PAGE EXTRACT:
With internal numbers suggesting that the Tories on track for 14 seats at the next election, our hopes of returning to government in 2029 are slim. May’s elections still look set to see us ended as a national force – kicked into fourth or fifth in Wales and Scotland and beaten back across England. The cause of this is plain, and painful: Reform UK. Nigel Farage’s momentum may have been checked by a bad by-election, media gaffes and schoolboy errors. But Reform’s lead remains healthy and their ceiling high. Badenoch is the leader who took her party from first place to third by going AWOL for months and leaving the space open to Farage.

Badenoch has realised that twiddling her thumbs for two years before announcing policies was a ludicrous idea; the addition of Neil O’Brien to her top team has brought not only much-needed heft but a parliamentary aggressiveness that reaped dividends over the China spy scandal. But it is Reform that is making the running on developing a policy and strategy for a future right-wing government. That such bright sparks as James Orr and Danny Kruger see more hope from a Reform ministry than a Conservative one set alarm bells ringing amongst thinking Tories (both of us).

EXERCISE TASKS:
[A] Quote the passage about the Conservatives and Reform UK in full, word for word.
[B] Pull out every line of the records below that contains the string "gazelle", treating uppercase and lowercase letters as different.

ENTRIES SHOWN:
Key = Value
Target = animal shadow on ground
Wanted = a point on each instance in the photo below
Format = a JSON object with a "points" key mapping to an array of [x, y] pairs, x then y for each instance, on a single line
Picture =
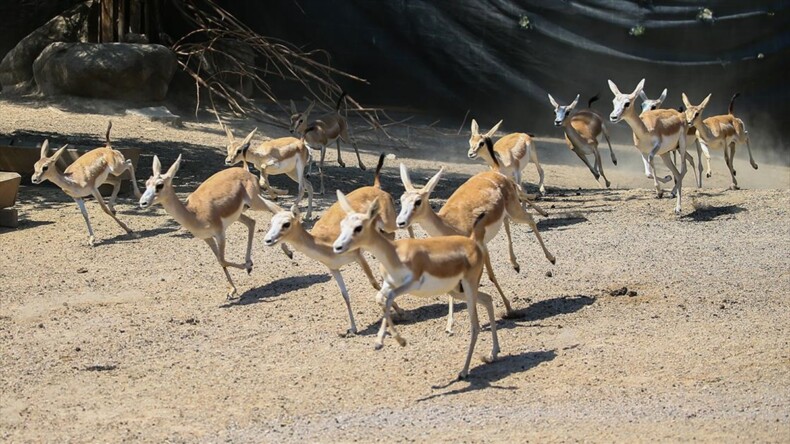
{"points": [[707, 213], [276, 288], [546, 309], [483, 376], [423, 313]]}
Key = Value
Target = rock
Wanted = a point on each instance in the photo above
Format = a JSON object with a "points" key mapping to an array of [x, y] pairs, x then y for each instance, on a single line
{"points": [[16, 69], [124, 71]]}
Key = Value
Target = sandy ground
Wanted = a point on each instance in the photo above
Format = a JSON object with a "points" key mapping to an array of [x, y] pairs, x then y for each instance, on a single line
{"points": [[133, 339]]}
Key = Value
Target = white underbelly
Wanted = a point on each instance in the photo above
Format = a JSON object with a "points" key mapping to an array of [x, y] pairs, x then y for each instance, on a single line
{"points": [[432, 285]]}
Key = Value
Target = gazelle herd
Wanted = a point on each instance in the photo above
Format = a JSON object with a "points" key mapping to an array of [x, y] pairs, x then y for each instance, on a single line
{"points": [[451, 261]]}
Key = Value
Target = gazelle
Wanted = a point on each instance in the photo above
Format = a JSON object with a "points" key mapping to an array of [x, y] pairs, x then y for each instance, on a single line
{"points": [[719, 132], [582, 130], [284, 155], [490, 193], [422, 267], [691, 138], [217, 203], [656, 133], [319, 133], [85, 175], [512, 149], [317, 243]]}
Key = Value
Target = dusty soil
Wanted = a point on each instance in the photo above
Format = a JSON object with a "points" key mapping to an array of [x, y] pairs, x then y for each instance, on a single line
{"points": [[133, 340]]}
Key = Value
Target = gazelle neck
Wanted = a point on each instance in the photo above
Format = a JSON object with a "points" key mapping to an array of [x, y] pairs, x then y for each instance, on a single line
{"points": [[433, 224], [637, 125], [176, 209]]}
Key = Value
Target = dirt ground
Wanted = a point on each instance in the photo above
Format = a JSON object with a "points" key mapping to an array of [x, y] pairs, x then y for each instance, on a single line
{"points": [[133, 339]]}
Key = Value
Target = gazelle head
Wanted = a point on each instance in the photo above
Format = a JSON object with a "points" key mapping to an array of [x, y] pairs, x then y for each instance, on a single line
{"points": [[622, 103], [477, 140], [355, 228], [693, 113], [158, 182], [283, 222], [649, 104], [561, 113], [414, 202], [299, 120], [46, 165], [237, 149]]}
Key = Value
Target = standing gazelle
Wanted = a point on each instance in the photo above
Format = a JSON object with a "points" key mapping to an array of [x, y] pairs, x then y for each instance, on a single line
{"points": [[490, 193], [317, 243], [85, 175], [720, 132], [321, 132], [656, 133], [217, 203], [514, 150], [582, 130], [422, 267], [284, 155]]}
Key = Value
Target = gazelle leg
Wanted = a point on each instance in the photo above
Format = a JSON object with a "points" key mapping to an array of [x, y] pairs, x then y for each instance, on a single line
{"points": [[339, 159], [339, 279], [213, 245], [749, 148], [250, 223], [104, 208], [81, 204]]}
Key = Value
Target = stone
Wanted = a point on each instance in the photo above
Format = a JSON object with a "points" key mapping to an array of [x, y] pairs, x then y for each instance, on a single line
{"points": [[16, 68], [123, 71]]}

SOLUTIONS PER TASK:
[A]
With internal numbers suggesting that the Tories on track for 14 seats at the next election, our hopes of returning to government in 2029 are slim. May’s elections still look set to see us ended as a national force – kicked into fourth or fifth in Wales and Scotland and beaten back across England. The cause of this is plain, and painful: Reform UK. Nigel Farage’s momentum may have been checked by a bad by-election, media gaffes and schoolboy errors. But Reform’s lead remains healthy and their ceiling high. Badenoch is the leader who took her party from first place to third by going AWOL for months and leaving the space open to Farage.

Badenoch has realised that twiddling her thumbs for two years before announcing policies was a ludicrous idea; the addition of Neil O’Brien to her top team has brought not only much-needed heft but a parliamentary aggressiveness that reaped dividends over the China spy scandal. But it is Reform that is making the running on developing a policy and strategy for a future right-wing government. That such bright sparks as James Orr and Danny Kruger see more hope from a Reform ministry than a Conservative one set alarm bells ringing amongst thinking Tories (both of us).

[B]
Target = gazelle herd
Target = gazelle
Target = gazelle neck
Target = gazelle head
Target = standing gazelle
Target = gazelle leg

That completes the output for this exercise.